→ Provided passage
Thursday, November 23, 2023

Let Us Give Thanks!

 Lamentations 3:22-25

The LORD's lovingkindnesses indeed never cease, for His compassions never fail. They are new every morning; great is Thy faithfulness. "The LORD is my portion," says my soul, "Therefore I have hope in Him." The LORD is good to those who wait for Him, to the person who seeks Him.

Sermon for Thanksgiving Day 11/23/23

Let Us Give Thanks

My Brothers and Sisters in Christ:

Our nation pauses once each year to celebrate a national day of thanksgiving. On the face of it, it sounds like a good idea – but it is religiously somewhat silly. We are to be a people of thanksgiving. Every day is Thanksgiving day for the child of God. We are instructed in Scripture to give thanks always, to thank God with all our prayers, to rejoice with thanksgiving, and to praise God for all His blessings – both temporal and spiritual. Simply setting aside a single day is unthinkable.

Then there is the question of encouraging everyone to thank whatever deity they might worship. It seems as though on this one day we pretend as a nation that all Gods are real, or all gods are equivalent, or all gods are the same God, which seems to me to be a denial of our faith.

Of course, most people don t think that way, and, frankly, most people don't really take the time to give thanks. Our nation has made this the holiday of parades and football games. Many people limit their thanksgiving to the table prayer at the big meal if they think to do it there. It makes one wonder if many people forget even to say grace before their meals in general.

So why do we celebrate this day? Because we have so much to give thanks for! Plus, we, of all people, will not be seen as those who do not care to thank God, for we know better than most who God is, what it is that God has done for us, and how richly He has blessed us! I mean, if those who do not know God and His love will pause for a moment on this day to offer some sort of thanksgiving to the air, we who do know God will surely take time to worship Him in the holy assembly of the saints, and to gather as His holy priesthood to pay our debt of thanksgiving in public – where the whole world may see how God's people truly give thanks!

→ Short exercise A
Translate this sentence from the Thanksgiving sermon into Spanish: "Every day is Thanksgiving day for the child of God."
→ Short exercise B
Carry on the Thanksgiving sermon from its last paragraph, in the same voice.

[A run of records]
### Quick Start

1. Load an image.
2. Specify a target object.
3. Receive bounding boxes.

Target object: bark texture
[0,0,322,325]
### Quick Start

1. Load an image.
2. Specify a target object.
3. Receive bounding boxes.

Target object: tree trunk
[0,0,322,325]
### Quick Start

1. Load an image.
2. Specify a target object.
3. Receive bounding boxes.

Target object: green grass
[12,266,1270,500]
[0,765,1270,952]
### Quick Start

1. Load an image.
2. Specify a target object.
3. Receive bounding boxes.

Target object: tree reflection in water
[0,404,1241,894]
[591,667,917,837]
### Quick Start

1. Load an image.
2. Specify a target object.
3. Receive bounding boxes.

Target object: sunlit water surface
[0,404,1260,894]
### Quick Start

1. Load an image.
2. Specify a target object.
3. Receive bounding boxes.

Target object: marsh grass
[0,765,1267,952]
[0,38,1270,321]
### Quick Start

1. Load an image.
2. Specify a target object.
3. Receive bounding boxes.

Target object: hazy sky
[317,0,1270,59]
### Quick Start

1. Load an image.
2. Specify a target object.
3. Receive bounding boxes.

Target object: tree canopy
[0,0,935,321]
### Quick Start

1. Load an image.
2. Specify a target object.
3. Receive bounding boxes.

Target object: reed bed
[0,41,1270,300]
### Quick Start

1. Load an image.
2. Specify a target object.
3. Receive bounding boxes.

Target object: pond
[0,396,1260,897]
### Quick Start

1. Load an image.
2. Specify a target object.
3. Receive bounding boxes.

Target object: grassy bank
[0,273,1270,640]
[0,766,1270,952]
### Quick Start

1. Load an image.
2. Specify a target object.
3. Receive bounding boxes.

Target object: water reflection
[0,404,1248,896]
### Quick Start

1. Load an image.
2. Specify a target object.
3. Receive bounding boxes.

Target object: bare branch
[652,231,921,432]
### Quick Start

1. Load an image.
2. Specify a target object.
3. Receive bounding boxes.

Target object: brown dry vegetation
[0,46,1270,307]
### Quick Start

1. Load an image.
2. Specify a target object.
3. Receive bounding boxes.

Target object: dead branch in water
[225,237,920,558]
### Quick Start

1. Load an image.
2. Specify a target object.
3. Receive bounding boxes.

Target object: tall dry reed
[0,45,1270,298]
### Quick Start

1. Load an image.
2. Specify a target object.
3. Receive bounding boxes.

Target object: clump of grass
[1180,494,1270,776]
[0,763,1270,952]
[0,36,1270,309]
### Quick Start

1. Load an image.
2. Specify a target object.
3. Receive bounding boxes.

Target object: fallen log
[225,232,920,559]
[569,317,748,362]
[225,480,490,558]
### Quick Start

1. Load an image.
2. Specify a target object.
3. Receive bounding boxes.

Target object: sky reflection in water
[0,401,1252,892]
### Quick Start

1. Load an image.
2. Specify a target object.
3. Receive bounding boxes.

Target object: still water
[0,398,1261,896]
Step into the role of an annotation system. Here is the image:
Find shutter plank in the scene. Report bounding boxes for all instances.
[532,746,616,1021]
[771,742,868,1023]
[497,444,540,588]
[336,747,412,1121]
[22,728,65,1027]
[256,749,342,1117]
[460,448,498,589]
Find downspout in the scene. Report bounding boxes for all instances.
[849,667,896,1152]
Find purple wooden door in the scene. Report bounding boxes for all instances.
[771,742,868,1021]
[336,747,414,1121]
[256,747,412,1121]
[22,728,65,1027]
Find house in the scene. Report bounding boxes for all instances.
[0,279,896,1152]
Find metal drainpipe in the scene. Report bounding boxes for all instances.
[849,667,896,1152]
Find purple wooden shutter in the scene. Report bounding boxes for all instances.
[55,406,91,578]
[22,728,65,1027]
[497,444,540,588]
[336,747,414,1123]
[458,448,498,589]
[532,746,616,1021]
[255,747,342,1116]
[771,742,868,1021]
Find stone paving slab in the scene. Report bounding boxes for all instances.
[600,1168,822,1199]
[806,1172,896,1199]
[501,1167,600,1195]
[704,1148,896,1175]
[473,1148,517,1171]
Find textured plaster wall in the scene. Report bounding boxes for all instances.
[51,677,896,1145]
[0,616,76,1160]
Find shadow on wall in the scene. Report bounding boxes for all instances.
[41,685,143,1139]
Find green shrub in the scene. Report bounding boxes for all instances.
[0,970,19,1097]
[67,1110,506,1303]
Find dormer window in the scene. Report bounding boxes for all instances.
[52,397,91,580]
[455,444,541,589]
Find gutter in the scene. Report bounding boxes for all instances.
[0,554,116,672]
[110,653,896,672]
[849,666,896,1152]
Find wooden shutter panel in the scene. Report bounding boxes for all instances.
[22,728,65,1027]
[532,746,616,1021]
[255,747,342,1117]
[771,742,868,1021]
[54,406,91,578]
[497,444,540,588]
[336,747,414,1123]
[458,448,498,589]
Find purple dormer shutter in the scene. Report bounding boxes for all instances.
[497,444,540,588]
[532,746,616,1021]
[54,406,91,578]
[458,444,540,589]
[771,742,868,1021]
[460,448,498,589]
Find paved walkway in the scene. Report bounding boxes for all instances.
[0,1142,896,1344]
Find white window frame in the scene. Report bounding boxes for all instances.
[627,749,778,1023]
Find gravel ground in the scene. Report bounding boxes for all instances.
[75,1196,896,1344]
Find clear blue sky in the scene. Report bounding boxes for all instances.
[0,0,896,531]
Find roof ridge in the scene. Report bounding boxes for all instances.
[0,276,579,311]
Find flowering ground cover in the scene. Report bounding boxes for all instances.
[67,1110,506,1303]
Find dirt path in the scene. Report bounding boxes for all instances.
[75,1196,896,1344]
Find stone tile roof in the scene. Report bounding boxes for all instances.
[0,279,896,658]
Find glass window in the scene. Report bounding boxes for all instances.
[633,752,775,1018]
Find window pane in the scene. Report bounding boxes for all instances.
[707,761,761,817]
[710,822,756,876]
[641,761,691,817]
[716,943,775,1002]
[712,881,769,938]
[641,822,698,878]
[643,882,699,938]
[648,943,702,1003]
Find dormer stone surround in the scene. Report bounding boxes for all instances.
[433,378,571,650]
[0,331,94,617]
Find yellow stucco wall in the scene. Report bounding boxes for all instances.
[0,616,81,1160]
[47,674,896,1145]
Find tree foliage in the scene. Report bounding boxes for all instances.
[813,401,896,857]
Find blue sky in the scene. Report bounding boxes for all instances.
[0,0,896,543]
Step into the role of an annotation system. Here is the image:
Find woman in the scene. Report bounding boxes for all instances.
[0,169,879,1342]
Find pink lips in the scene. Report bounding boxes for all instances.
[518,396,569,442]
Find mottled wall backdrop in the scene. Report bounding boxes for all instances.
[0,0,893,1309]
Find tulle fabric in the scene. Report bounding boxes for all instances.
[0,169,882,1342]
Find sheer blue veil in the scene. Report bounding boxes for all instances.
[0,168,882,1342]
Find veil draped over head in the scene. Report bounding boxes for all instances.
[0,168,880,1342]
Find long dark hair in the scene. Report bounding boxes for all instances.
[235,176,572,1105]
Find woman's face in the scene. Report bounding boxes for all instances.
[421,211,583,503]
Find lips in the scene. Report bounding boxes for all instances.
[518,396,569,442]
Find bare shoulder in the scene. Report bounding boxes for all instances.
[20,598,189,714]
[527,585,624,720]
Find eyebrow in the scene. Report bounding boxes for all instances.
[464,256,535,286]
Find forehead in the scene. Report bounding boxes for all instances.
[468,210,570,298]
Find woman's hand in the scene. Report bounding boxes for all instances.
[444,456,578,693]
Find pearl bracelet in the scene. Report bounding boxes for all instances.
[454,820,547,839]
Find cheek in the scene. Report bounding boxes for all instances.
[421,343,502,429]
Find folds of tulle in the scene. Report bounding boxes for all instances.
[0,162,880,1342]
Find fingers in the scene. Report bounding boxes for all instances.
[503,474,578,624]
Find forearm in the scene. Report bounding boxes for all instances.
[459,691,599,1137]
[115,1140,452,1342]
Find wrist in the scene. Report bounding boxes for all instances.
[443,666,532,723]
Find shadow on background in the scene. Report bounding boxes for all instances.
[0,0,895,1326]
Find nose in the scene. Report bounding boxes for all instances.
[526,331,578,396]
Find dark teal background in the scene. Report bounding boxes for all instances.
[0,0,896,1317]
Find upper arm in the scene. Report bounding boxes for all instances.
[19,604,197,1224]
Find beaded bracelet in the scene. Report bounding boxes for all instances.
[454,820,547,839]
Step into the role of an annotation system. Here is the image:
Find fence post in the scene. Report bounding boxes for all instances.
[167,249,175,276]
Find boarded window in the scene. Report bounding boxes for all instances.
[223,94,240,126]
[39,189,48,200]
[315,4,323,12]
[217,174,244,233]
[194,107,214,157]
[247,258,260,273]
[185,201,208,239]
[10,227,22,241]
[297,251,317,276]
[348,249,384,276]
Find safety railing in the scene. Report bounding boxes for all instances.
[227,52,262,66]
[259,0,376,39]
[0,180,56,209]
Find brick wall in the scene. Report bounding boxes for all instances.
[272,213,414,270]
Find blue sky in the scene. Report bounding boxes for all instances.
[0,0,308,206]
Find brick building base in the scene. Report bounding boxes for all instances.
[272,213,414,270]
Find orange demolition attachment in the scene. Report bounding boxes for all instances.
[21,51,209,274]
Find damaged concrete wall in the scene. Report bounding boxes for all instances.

→ Final answer A
Cada día es Día de Acción de Gracias para el hijo de Dios.

→ Final answer B
Our text speaks about God's goodness and faithfulness, but it really doesn't say anything about giving thanks. You will notice that the text doesn't even use the word "Thanks," "thanksgiving," or even the word "praise." Nonetheless, it actually describes real Thanksgiving. And our theme, this morning, is, Let Us Give Thanks.

The verse that describes genuine thanksgiving is verse 24. "The LORD is my portion," says my soul, "Therefore I have hope in Him." Those few words tell us how to give God thanks. We give God thanks by confessing Him and trusting in Him.

The Lord is my portion, says my soul. That is confession. It is a confession of faith that sees the Lord as the Giver of every good. He is where our riches have come from – and we are rich, even if you don t feel that way. Many people in the world have only the clothing they wear. When they flee as refugees, they can carry all their belongings in their arms or in a cart which they can pull. We cannot. And very few of us have ever had to flee as refugees.

Most people in the world today do not own houses. Most cannot afford a car. Only a minority can have a telephone in their home, a color TV, or even a radio. Most of the world cannot go to the grocery store and buy the incredible variety of foods that we take for granted. When they can get food, they have to disinfect it and worry that it is safe to eat.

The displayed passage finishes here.